### THE PROBLEM
Scan the records for the string "grass" and copy every line that holds it.

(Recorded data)

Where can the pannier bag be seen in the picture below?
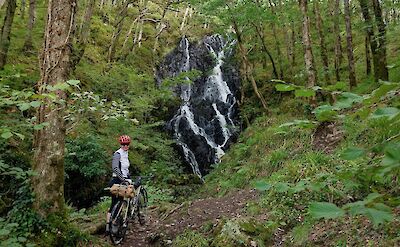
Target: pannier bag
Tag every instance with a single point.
(122, 190)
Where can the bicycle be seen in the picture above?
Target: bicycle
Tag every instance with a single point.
(126, 209)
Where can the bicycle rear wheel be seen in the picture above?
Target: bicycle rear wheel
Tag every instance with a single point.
(118, 226)
(142, 206)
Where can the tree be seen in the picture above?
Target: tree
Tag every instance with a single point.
(82, 37)
(118, 28)
(320, 29)
(381, 38)
(28, 45)
(49, 142)
(338, 41)
(349, 38)
(308, 55)
(377, 42)
(5, 31)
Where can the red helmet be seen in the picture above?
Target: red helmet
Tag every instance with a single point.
(124, 139)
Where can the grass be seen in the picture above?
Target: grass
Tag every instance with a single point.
(298, 175)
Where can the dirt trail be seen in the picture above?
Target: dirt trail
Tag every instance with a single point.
(187, 216)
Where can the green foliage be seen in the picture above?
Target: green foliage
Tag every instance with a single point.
(86, 167)
(353, 153)
(325, 210)
(21, 222)
(190, 238)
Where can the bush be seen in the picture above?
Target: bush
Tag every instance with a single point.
(86, 167)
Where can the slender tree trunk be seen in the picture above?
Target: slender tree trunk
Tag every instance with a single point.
(367, 55)
(138, 25)
(277, 43)
(308, 54)
(381, 36)
(371, 36)
(349, 37)
(338, 42)
(82, 38)
(184, 19)
(28, 45)
(247, 65)
(161, 26)
(117, 32)
(5, 31)
(49, 143)
(264, 46)
(320, 29)
(23, 5)
(293, 46)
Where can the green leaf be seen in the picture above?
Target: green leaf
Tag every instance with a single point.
(325, 113)
(304, 93)
(4, 232)
(74, 83)
(284, 87)
(353, 153)
(378, 216)
(282, 187)
(346, 100)
(6, 135)
(389, 112)
(262, 186)
(22, 137)
(378, 93)
(356, 208)
(325, 210)
(40, 126)
(300, 186)
(35, 104)
(24, 106)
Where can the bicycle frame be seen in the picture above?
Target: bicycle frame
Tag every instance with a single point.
(125, 210)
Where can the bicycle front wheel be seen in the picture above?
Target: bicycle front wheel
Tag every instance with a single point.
(118, 223)
(142, 206)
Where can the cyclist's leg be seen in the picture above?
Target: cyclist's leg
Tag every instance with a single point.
(142, 204)
(118, 225)
(114, 201)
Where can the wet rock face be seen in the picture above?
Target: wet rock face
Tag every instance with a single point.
(207, 121)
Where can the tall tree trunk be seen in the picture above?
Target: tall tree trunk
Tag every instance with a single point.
(28, 45)
(367, 55)
(338, 41)
(5, 31)
(49, 143)
(23, 4)
(82, 38)
(264, 46)
(277, 43)
(184, 18)
(320, 29)
(371, 37)
(293, 46)
(247, 67)
(161, 26)
(138, 25)
(117, 32)
(308, 54)
(349, 38)
(382, 60)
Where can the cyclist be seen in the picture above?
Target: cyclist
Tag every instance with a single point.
(120, 168)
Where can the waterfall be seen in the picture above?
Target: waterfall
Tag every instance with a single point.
(207, 118)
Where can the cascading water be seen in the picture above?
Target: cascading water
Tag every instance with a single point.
(206, 121)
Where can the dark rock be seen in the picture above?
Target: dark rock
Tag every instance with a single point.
(206, 123)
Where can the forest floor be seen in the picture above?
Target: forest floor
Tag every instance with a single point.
(162, 229)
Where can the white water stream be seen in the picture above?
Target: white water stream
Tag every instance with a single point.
(216, 90)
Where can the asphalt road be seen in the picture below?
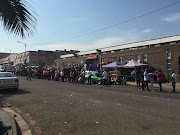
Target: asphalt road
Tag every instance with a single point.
(59, 108)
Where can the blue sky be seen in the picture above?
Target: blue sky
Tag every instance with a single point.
(60, 20)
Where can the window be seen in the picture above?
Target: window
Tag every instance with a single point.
(179, 65)
(144, 58)
(168, 59)
(120, 58)
(139, 58)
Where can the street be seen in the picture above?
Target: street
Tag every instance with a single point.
(60, 108)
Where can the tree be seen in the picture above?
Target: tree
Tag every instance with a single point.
(16, 18)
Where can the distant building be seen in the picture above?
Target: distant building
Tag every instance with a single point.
(30, 58)
(162, 53)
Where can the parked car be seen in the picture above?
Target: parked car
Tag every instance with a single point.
(95, 78)
(2, 69)
(8, 81)
(9, 69)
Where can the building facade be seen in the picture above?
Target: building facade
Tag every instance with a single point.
(163, 53)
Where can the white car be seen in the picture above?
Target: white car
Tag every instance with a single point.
(8, 81)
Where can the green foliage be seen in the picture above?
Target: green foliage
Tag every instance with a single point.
(16, 18)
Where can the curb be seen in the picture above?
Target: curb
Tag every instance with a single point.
(19, 122)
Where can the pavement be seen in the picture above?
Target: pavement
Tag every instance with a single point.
(20, 127)
(165, 86)
(11, 118)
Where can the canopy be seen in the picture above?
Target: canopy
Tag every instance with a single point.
(113, 65)
(133, 64)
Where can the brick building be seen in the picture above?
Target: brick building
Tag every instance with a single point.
(163, 53)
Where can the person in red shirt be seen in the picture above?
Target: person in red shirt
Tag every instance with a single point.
(160, 79)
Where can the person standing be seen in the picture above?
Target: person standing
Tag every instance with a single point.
(146, 79)
(56, 75)
(151, 78)
(82, 75)
(89, 77)
(68, 76)
(29, 72)
(138, 79)
(174, 79)
(48, 74)
(160, 79)
(104, 74)
(62, 76)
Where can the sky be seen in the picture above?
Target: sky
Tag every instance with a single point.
(91, 24)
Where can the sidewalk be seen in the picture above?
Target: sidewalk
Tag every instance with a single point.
(8, 120)
(165, 86)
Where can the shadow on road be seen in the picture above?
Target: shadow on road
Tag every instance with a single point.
(11, 92)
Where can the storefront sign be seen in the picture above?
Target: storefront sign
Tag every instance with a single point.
(92, 57)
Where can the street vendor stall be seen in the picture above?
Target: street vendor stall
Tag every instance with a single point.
(114, 73)
(129, 70)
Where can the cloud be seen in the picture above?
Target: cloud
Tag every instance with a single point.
(78, 19)
(172, 18)
(101, 43)
(147, 31)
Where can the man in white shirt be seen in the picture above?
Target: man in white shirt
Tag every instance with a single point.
(174, 79)
(104, 75)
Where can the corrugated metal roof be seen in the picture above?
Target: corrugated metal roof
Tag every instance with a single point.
(130, 45)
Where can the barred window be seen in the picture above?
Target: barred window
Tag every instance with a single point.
(168, 59)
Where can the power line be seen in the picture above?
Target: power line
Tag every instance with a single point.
(170, 5)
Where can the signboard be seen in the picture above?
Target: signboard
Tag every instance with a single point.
(92, 57)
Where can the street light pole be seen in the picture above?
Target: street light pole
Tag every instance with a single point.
(25, 50)
(100, 62)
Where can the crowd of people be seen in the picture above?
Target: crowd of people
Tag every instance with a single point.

### ANSWER FOR THIS EXERCISE
Where can the grass be seen in the picture above?
Target: grass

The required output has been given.